>> Begin Data rows
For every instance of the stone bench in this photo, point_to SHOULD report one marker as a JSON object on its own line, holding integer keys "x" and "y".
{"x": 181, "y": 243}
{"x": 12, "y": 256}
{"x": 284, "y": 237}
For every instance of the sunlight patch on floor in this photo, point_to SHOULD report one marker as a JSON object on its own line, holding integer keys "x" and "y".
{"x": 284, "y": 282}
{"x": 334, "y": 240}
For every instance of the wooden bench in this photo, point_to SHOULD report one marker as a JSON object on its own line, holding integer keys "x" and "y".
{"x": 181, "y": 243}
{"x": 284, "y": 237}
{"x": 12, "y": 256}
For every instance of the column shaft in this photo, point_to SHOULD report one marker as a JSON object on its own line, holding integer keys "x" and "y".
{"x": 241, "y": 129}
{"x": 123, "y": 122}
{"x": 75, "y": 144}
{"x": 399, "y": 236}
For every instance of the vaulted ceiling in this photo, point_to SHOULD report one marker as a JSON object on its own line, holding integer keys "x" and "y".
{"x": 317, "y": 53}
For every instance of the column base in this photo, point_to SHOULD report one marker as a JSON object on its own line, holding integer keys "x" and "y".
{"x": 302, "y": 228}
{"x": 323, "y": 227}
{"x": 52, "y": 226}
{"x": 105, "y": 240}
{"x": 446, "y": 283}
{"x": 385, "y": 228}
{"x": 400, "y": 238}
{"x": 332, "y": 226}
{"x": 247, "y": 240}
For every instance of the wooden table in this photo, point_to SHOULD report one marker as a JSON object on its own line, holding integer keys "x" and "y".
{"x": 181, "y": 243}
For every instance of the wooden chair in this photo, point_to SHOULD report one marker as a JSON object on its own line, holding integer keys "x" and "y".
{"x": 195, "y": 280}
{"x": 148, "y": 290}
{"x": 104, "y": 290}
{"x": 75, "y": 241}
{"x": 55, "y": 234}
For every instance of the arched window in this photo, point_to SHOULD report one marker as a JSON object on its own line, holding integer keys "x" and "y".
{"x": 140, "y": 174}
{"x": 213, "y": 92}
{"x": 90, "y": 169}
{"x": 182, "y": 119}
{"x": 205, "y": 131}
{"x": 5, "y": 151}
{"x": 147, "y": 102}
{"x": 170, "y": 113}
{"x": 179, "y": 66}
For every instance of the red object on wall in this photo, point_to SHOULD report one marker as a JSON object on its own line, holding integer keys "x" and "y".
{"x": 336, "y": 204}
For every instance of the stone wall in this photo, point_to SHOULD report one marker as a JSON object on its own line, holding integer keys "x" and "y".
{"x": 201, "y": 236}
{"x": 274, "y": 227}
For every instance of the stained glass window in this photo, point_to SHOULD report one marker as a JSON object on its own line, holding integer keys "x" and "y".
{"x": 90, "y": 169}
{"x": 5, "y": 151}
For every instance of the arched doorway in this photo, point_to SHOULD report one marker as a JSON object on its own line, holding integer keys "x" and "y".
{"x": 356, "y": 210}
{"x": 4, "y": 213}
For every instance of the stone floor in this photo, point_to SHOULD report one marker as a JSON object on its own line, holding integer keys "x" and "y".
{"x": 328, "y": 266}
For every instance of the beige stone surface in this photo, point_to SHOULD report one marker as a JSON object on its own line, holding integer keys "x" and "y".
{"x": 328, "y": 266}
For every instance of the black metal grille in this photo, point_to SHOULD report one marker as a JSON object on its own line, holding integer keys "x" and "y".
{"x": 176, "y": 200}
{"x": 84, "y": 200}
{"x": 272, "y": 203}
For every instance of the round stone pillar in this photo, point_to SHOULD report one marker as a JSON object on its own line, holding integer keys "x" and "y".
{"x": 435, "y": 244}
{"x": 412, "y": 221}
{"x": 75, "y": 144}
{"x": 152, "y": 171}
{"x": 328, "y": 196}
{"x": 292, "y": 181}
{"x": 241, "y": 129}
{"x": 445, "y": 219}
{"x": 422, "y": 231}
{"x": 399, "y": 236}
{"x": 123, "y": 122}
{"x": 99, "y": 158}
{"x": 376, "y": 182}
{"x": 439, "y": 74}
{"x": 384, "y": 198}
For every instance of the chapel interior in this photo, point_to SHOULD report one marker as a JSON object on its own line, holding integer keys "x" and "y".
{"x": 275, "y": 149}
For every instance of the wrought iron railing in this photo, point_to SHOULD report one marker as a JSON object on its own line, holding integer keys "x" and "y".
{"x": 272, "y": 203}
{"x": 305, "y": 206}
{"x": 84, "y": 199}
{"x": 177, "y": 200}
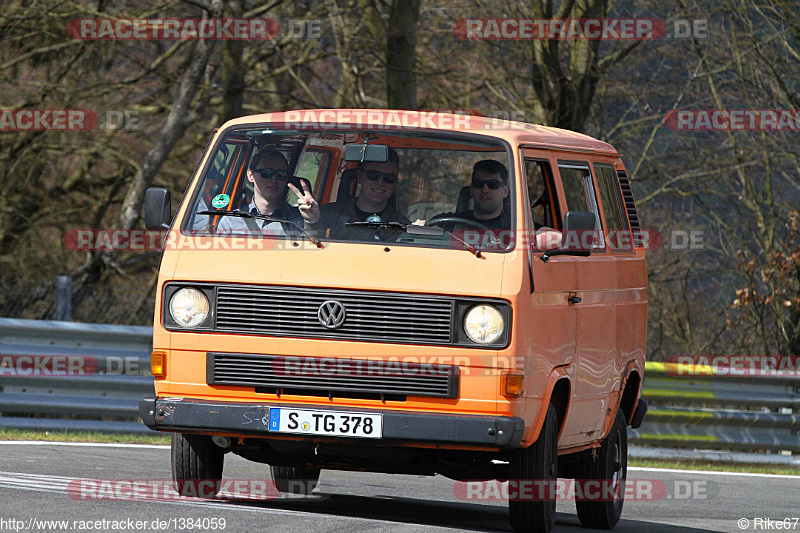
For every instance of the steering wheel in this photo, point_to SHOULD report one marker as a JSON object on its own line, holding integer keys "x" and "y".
{"x": 458, "y": 220}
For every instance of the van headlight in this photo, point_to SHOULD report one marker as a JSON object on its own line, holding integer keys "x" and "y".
{"x": 188, "y": 307}
{"x": 483, "y": 324}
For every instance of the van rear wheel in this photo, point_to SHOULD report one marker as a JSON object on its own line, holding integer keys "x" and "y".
{"x": 295, "y": 479}
{"x": 537, "y": 463}
{"x": 196, "y": 465}
{"x": 601, "y": 507}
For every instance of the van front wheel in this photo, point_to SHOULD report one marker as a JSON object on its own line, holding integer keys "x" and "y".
{"x": 537, "y": 467}
{"x": 602, "y": 480}
{"x": 196, "y": 465}
{"x": 295, "y": 479}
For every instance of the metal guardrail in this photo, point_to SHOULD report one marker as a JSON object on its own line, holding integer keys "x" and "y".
{"x": 692, "y": 408}
{"x": 104, "y": 398}
{"x": 686, "y": 412}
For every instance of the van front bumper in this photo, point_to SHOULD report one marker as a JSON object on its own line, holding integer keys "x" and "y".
{"x": 199, "y": 416}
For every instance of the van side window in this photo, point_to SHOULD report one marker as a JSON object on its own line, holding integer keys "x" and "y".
{"x": 611, "y": 198}
{"x": 544, "y": 208}
{"x": 576, "y": 178}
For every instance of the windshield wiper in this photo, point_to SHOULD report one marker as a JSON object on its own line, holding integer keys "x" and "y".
{"x": 416, "y": 229}
{"x": 388, "y": 225}
{"x": 245, "y": 214}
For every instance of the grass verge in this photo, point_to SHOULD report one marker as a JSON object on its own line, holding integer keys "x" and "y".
{"x": 83, "y": 436}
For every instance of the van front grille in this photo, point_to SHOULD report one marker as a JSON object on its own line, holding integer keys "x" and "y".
{"x": 368, "y": 316}
{"x": 334, "y": 376}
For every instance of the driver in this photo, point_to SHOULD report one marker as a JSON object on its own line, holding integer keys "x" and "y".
{"x": 489, "y": 189}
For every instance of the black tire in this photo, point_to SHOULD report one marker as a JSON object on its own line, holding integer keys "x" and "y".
{"x": 295, "y": 479}
{"x": 196, "y": 465}
{"x": 537, "y": 462}
{"x": 610, "y": 467}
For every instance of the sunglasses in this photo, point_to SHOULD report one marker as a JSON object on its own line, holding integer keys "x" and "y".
{"x": 374, "y": 175}
{"x": 493, "y": 184}
{"x": 268, "y": 173}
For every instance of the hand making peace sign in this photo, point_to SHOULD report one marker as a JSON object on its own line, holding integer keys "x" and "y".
{"x": 308, "y": 206}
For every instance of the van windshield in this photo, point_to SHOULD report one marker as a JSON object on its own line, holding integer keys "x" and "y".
{"x": 451, "y": 184}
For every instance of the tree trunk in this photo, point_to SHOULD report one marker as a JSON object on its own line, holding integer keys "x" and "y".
{"x": 178, "y": 120}
{"x": 401, "y": 55}
{"x": 233, "y": 70}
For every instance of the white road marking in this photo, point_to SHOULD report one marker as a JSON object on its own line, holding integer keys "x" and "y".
{"x": 59, "y": 485}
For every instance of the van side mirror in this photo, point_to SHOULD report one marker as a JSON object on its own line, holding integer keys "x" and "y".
{"x": 157, "y": 208}
{"x": 578, "y": 237}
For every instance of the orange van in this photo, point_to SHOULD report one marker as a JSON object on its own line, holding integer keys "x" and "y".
{"x": 403, "y": 292}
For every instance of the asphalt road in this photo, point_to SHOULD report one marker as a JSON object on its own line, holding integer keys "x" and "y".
{"x": 38, "y": 483}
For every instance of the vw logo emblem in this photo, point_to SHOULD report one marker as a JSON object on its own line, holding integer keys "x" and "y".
{"x": 331, "y": 314}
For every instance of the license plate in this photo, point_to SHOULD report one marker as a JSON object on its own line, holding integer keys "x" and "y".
{"x": 333, "y": 423}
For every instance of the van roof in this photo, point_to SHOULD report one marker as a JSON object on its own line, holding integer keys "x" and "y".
{"x": 387, "y": 120}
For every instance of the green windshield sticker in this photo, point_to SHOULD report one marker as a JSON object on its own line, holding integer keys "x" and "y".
{"x": 220, "y": 201}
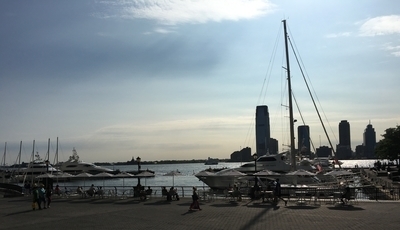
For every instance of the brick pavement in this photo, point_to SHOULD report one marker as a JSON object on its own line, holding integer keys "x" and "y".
{"x": 77, "y": 213}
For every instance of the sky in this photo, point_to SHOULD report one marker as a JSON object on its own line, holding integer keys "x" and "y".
{"x": 180, "y": 80}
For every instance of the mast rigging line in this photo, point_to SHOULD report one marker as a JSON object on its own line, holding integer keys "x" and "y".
{"x": 312, "y": 98}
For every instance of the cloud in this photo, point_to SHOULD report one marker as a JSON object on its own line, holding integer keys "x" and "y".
{"x": 395, "y": 50}
{"x": 189, "y": 11}
{"x": 384, "y": 25}
{"x": 344, "y": 34}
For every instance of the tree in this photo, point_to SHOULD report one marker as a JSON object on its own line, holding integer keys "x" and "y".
{"x": 389, "y": 146}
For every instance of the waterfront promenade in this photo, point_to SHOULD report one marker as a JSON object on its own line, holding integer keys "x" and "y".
{"x": 156, "y": 213}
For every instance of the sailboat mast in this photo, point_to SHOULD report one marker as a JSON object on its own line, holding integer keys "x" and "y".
{"x": 4, "y": 156}
{"x": 48, "y": 151}
{"x": 56, "y": 156}
{"x": 292, "y": 147}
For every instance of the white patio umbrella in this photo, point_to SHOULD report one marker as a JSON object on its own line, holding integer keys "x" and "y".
{"x": 266, "y": 172}
{"x": 123, "y": 175}
{"x": 173, "y": 174}
{"x": 45, "y": 175}
{"x": 84, "y": 175}
{"x": 300, "y": 172}
{"x": 103, "y": 175}
{"x": 64, "y": 176}
{"x": 144, "y": 174}
{"x": 230, "y": 172}
{"x": 339, "y": 173}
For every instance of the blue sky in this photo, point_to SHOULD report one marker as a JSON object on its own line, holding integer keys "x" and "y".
{"x": 181, "y": 79}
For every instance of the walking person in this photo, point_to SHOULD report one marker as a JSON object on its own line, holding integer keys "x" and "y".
{"x": 35, "y": 197}
{"x": 277, "y": 192}
{"x": 195, "y": 200}
{"x": 48, "y": 196}
{"x": 42, "y": 195}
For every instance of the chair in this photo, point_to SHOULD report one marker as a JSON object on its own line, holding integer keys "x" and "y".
{"x": 211, "y": 195}
{"x": 353, "y": 198}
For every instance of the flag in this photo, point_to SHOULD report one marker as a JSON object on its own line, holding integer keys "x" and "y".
{"x": 336, "y": 161}
{"x": 319, "y": 168}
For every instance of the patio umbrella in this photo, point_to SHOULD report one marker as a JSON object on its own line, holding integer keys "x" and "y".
{"x": 83, "y": 175}
{"x": 64, "y": 176}
{"x": 103, "y": 175}
{"x": 230, "y": 172}
{"x": 173, "y": 174}
{"x": 339, "y": 173}
{"x": 300, "y": 172}
{"x": 123, "y": 175}
{"x": 144, "y": 174}
{"x": 266, "y": 172}
{"x": 45, "y": 175}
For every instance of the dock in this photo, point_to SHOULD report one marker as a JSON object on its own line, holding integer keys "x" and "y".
{"x": 156, "y": 213}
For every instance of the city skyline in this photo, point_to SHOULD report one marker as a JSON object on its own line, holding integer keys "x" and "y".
{"x": 121, "y": 79}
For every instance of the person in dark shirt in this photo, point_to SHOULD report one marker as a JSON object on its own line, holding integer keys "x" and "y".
{"x": 278, "y": 192}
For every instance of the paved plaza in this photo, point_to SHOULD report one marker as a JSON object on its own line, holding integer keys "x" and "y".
{"x": 156, "y": 213}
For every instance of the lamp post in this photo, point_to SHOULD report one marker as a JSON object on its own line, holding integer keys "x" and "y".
{"x": 138, "y": 161}
{"x": 47, "y": 171}
{"x": 255, "y": 169}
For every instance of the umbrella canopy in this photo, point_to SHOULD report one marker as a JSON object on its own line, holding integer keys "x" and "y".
{"x": 301, "y": 172}
{"x": 64, "y": 175}
{"x": 339, "y": 173}
{"x": 266, "y": 172}
{"x": 204, "y": 173}
{"x": 45, "y": 175}
{"x": 123, "y": 175}
{"x": 103, "y": 175}
{"x": 173, "y": 174}
{"x": 230, "y": 172}
{"x": 145, "y": 174}
{"x": 84, "y": 175}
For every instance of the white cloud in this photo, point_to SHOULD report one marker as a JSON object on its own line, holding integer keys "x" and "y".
{"x": 344, "y": 34}
{"x": 383, "y": 25}
{"x": 395, "y": 50}
{"x": 174, "y": 12}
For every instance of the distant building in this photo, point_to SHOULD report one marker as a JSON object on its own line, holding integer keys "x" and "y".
{"x": 303, "y": 138}
{"x": 360, "y": 151}
{"x": 369, "y": 142}
{"x": 243, "y": 155}
{"x": 262, "y": 130}
{"x": 273, "y": 146}
{"x": 324, "y": 151}
{"x": 343, "y": 149}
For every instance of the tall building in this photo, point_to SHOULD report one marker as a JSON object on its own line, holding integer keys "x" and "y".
{"x": 369, "y": 142}
{"x": 343, "y": 149}
{"x": 273, "y": 146}
{"x": 344, "y": 133}
{"x": 262, "y": 130}
{"x": 303, "y": 140}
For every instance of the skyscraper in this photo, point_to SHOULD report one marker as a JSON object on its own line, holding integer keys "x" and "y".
{"x": 369, "y": 141}
{"x": 262, "y": 130}
{"x": 344, "y": 133}
{"x": 303, "y": 139}
{"x": 343, "y": 149}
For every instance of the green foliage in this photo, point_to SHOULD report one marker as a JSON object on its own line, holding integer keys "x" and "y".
{"x": 389, "y": 146}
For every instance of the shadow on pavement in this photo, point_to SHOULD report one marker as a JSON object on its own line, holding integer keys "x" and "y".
{"x": 346, "y": 208}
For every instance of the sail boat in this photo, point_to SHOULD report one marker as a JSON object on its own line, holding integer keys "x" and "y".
{"x": 278, "y": 162}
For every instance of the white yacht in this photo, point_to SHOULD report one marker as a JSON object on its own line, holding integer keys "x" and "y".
{"x": 75, "y": 166}
{"x": 211, "y": 161}
{"x": 39, "y": 166}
>> End Data rows
Copy exactly the line containing "For every instance of the tall" and every line after it, ending with the last line of the records above.

**Solution to this exercise:**
For every instance of the tall building in this photo, point_to SHOULD report one marker as a JSON object on its own line, holding integer keys "x" and "y".
{"x": 369, "y": 142}
{"x": 343, "y": 149}
{"x": 273, "y": 146}
{"x": 344, "y": 133}
{"x": 262, "y": 130}
{"x": 303, "y": 140}
For every instance of the skyscraper in this photo, point_to SHOULD report one marker as a JSON object on its own line, holding integer keys "x" and "y".
{"x": 369, "y": 141}
{"x": 262, "y": 130}
{"x": 344, "y": 133}
{"x": 303, "y": 139}
{"x": 343, "y": 149}
For every instance of the green foliage in this photo, point_to SHOULD report one marker as a JSON object on its own line, holding integer keys "x" and "y".
{"x": 389, "y": 146}
For every instance of the shadow on pavement in this photo, point_to SHOULD report one marker as a JSON object on its own line, holding integer keys "x" and "y".
{"x": 346, "y": 208}
For every instance of the sail boat in this photo, point_to SHOULD report one marker as a JSON object on its own line, holding integer keys "x" and "y".
{"x": 278, "y": 162}
For every instance of the white yacht in this photo, point_to SHOULD report one marker as a JSON object on its own line, holding integer keys "x" and "y".
{"x": 75, "y": 166}
{"x": 211, "y": 161}
{"x": 39, "y": 166}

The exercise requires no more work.